By Patricia Lynch
The US may have its problems, but certain health plans stand out as models of excellence. Patricia Lynch, Vice President, State Government Relations, presents some of the reasons for Kaiser Permanente's success. —Report from a presentation at the 2008 conference of the MUHC-ISAI
What is Kaiser Permanente?
Kaiser Permanente is an integrated health care delivery system financed by enrollees’ prepaid dues. It operates in nine states and the District of Columbia. Kaiser Permanente serves approximately 8.7 million enrollees and operates 32 licensed hospitals. In 2007, Kaiser Permanente had $38 billion in operating revenue. Kaiser Foundation Hospitals and Kaiser Foundation Health Plan are separate, non-profit entities. In each state where Kaiser Permanente operates, Kaiser Foundation Health Plan exclusively contracts with a Permanente Medical Group to provide medical services to Kaiser Permanente enrollees. Approximately 14,000 physicians are members of Permanente Medical Groups nationally. Kaiser Permanente hospitals primarily serve Kaiser Permanente enrollees, but they are open to all members of the community through their emergency rooms regardless of a person’s ability to pay.
The benefits package to employer purchasers is very comprehensive, including all medically necessary in-patient and ambulatory care, mental health, in some regions dentistry, occupational therapy, speech therapy. Kaiser Permanente also sells insurance directly to individuals and is actively involved in government-sponsored programs such as Medicare, Medicaid and the Child Health Insurance program.
Through contracts with physicians and hospitals, Kaiser Permanente has aligned incentives to integrate in-patient and out-patient care, minimize unnecessary visits and provide care in the most appropriate setting. Specialists and generalists work together, so it is not unusual for a patient whose GP finds something that needs further investigation to walk down the hall and see a specialist in the same visit.

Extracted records
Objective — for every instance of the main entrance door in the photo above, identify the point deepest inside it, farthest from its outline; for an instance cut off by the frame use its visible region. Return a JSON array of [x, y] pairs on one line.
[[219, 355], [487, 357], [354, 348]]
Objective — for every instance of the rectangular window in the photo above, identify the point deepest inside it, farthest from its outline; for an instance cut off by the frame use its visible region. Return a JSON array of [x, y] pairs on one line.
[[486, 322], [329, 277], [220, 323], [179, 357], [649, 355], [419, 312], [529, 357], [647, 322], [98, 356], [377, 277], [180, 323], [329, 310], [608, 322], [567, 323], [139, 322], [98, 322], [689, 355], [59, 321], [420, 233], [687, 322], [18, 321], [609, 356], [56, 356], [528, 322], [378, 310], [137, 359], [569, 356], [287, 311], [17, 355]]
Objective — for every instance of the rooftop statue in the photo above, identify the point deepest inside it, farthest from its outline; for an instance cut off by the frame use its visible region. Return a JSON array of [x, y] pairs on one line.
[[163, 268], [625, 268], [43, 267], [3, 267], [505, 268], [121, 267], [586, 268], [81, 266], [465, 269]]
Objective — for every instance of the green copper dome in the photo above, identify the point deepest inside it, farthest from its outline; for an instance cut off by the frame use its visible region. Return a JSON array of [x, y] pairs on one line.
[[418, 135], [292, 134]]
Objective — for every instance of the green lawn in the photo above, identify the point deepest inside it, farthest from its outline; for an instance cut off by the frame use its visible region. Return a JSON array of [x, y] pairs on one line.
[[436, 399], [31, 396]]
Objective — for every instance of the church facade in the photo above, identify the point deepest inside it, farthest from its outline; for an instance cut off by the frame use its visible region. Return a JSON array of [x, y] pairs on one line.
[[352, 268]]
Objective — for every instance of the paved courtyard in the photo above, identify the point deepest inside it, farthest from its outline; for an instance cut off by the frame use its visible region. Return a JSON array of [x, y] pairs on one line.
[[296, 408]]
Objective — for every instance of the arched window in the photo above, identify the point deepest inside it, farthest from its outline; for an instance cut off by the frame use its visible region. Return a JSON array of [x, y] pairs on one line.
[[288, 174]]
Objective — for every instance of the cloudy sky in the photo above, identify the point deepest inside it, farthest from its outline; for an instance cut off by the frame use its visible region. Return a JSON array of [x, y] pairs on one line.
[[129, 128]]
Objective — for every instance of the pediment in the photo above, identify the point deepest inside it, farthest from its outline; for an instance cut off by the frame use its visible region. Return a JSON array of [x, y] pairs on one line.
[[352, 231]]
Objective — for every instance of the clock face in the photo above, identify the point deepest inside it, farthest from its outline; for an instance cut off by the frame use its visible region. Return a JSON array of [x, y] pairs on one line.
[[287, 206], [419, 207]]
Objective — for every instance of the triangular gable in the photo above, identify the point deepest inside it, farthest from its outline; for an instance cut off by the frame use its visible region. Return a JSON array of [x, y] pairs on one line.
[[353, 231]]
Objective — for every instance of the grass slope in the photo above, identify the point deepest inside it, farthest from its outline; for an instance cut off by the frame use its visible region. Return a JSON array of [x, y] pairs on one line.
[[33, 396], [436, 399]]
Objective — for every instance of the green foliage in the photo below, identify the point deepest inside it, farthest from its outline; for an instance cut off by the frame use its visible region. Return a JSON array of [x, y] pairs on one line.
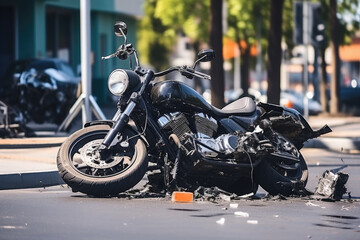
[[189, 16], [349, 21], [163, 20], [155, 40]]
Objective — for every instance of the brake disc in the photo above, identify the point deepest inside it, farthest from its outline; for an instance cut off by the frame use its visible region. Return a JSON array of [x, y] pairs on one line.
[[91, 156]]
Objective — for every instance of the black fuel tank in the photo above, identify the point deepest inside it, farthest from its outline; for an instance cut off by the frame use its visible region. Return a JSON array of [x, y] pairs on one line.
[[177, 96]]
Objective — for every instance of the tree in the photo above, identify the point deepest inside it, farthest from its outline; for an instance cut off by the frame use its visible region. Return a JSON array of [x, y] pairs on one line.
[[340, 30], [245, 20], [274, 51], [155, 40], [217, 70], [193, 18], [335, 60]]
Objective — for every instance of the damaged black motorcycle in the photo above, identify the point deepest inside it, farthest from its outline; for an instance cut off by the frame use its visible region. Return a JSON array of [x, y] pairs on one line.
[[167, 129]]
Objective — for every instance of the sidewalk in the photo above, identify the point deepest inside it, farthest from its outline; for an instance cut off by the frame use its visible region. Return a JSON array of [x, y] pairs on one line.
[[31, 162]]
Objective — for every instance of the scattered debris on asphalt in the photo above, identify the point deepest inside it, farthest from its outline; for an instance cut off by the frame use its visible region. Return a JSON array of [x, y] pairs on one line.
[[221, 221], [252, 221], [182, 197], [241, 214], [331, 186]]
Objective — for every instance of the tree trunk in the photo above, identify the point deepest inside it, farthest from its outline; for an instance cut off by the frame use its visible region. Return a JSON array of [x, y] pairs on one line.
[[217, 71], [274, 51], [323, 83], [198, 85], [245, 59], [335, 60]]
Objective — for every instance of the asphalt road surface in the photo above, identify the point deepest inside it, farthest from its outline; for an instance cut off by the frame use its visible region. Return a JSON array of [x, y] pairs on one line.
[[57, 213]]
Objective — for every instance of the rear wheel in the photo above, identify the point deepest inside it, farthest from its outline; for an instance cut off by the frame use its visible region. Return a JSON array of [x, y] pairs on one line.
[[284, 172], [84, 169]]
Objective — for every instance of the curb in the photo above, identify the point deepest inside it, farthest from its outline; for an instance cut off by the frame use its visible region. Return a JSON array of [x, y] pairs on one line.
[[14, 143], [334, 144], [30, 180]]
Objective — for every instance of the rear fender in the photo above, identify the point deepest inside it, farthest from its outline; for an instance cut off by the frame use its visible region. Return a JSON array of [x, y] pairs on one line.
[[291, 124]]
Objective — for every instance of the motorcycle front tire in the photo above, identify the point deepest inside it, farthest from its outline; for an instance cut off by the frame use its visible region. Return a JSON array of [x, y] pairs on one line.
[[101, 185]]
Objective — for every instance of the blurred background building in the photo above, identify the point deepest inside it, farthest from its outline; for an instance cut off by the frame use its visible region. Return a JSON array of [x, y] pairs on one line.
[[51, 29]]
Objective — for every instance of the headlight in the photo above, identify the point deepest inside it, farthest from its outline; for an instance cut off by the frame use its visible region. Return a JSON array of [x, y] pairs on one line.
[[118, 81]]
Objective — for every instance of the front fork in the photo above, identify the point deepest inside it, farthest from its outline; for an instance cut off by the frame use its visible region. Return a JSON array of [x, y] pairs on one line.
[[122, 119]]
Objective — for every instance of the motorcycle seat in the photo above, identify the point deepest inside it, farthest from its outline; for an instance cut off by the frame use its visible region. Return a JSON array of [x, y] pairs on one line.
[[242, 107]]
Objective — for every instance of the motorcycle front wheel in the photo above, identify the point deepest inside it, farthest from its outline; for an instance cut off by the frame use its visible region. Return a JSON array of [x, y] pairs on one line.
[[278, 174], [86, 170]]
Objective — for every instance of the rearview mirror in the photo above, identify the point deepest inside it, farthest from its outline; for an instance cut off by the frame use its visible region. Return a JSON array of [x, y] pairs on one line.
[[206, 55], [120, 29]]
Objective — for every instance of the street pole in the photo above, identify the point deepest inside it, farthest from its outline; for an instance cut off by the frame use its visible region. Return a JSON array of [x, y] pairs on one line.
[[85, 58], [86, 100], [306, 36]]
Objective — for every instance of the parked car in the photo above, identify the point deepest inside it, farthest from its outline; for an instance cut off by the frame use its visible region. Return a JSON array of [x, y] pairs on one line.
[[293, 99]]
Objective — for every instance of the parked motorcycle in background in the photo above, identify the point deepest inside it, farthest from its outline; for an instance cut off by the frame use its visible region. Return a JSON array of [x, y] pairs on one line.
* * *
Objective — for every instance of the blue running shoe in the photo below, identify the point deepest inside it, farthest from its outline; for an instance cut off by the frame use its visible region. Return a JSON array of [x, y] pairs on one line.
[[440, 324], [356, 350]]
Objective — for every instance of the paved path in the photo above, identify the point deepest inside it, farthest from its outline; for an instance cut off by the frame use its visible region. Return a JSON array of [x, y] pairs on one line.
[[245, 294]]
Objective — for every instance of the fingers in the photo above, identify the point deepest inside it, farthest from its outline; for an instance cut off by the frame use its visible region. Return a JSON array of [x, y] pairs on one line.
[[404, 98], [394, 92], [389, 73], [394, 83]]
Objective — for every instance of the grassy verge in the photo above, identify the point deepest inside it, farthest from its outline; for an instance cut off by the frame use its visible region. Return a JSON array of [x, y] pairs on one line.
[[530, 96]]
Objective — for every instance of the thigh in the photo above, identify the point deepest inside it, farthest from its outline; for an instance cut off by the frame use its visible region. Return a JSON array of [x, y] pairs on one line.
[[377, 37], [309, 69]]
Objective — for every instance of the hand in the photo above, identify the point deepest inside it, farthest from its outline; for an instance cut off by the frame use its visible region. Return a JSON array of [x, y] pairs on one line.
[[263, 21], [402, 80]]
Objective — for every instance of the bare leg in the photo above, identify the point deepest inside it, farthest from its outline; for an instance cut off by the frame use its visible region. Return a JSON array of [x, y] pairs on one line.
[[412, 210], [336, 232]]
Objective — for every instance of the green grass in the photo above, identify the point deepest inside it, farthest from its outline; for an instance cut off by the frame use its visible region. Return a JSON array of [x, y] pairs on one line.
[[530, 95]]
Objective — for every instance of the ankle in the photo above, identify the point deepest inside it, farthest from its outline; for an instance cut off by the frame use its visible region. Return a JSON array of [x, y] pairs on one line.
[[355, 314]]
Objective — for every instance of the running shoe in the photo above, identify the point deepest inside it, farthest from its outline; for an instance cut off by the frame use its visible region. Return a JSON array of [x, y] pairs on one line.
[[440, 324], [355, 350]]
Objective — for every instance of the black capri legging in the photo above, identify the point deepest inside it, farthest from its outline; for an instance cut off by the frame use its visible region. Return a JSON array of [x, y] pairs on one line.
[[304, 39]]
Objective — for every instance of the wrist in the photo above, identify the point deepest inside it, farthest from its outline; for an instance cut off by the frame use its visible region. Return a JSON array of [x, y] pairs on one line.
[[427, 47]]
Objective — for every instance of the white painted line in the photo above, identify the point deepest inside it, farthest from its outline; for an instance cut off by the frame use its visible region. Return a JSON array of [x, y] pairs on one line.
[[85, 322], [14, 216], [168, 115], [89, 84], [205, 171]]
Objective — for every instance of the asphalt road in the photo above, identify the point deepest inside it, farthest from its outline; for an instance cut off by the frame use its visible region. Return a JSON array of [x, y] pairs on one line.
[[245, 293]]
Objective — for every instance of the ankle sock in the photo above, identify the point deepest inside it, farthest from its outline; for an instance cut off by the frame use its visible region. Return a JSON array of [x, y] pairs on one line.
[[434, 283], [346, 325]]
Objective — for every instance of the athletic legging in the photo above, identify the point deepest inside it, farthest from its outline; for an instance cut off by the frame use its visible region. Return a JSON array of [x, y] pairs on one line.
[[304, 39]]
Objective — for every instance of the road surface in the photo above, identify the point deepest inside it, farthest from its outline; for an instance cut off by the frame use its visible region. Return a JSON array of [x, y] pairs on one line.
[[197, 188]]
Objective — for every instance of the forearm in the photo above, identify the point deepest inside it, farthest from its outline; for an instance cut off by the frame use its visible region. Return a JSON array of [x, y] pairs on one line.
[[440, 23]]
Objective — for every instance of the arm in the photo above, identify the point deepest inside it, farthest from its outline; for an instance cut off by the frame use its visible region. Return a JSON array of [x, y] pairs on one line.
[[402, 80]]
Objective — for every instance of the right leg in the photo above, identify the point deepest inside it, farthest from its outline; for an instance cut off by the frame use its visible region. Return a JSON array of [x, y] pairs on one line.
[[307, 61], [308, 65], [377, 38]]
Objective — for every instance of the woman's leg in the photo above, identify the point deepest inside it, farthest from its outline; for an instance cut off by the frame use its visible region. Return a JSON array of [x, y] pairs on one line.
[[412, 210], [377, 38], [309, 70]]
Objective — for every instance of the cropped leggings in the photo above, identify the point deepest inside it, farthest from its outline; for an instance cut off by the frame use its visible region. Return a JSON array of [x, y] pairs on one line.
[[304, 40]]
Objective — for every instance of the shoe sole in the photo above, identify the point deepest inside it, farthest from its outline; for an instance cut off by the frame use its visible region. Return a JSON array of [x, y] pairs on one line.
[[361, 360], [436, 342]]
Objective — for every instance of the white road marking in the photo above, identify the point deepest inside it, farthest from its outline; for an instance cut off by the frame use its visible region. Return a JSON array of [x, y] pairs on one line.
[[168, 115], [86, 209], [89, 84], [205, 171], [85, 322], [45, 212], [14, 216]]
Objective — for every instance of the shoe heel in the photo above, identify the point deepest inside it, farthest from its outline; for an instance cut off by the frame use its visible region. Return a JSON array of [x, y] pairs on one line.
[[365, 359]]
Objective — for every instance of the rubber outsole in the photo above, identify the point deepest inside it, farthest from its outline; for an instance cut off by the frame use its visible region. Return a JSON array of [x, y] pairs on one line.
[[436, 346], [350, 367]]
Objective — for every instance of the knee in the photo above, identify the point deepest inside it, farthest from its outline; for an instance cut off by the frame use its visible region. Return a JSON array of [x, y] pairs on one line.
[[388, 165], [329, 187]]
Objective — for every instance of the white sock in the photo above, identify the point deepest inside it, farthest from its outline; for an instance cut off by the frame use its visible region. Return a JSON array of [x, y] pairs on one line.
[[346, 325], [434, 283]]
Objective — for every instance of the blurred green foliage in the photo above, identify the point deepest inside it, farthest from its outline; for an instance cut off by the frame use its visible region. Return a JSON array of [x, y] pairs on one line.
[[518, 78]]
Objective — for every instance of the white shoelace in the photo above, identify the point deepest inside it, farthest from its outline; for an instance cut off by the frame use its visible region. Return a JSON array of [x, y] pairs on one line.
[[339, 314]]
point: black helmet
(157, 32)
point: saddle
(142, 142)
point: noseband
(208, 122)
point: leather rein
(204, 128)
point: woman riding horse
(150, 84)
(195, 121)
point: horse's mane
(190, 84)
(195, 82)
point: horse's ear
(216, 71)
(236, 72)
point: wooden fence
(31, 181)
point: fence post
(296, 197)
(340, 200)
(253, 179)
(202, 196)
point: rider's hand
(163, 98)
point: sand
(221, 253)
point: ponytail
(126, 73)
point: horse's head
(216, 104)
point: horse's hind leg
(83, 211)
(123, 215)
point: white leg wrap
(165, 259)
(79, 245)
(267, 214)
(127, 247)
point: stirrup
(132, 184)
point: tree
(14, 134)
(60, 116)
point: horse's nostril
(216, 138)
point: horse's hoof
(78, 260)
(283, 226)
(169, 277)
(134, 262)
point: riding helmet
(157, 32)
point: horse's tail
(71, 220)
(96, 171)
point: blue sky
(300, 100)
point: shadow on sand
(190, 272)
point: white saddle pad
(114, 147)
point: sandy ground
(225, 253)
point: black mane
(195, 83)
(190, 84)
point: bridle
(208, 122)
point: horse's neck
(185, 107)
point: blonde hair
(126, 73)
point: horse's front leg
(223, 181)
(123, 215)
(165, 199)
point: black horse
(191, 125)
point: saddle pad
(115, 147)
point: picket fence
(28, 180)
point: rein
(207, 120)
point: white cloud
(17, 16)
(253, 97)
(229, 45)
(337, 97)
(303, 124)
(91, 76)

> [Tasks and exercises]
1. In the Kaiser Permanente text, turn the paragraph beginning "The benefits package to employer purchasers" into a short bulleted list that keeps its main facts.
2. Which government-sponsored programs does the Kaiser Permanente text name? List all of them.
3. Continue the text on Kaiser Permanente from the point where it stops.

> [Responses]
1.
- Employer purchasers get a very comprehensive benefits package.
- It covers all medically necessary in-patient and ambulatory care, mental health, occupational therapy, speech therapy, and dentistry in some regions.
- Kaiser Permanente also sells insurance directly to individuals.
- It is actively involved in government-sponsored programs such as Medicare, Medicaid and the Child Health Insurance program.

2.
- Medicare
- Medicaid
- Child Health Insurance program

3.
Prevention, diagnosis and care are integrated because people need to understand that they themselves can do much to preserve and maintain their health. Kaiser Permanente has made a significant investment in prevention of chronic disease, tobacco cessation, obesity treatment, optimal care for kids with asthma and patients with diabetes.
A $3 billion investment in health information technology systems provides both clinical support for physicians and support for the individual patient.
About 10 years ago, Kaiser Permanente committed to a 10-year program to implement national guidelines for hyperlipidemia, chronic heart failure, acute coronary syndromes and cardiac rehabilitation across its national program. In those 10 years, there has been a 15% decrease in the death rate from chronic heart failure amongst members. Across the 32 hospitals, there has been a decrease in hospital mortality rates of between 50 and 85% after age and sex adjustment. In Northern California, Kaiser Permanente members are 30% less likely to die from heart disease than non Kaiser Permanente members.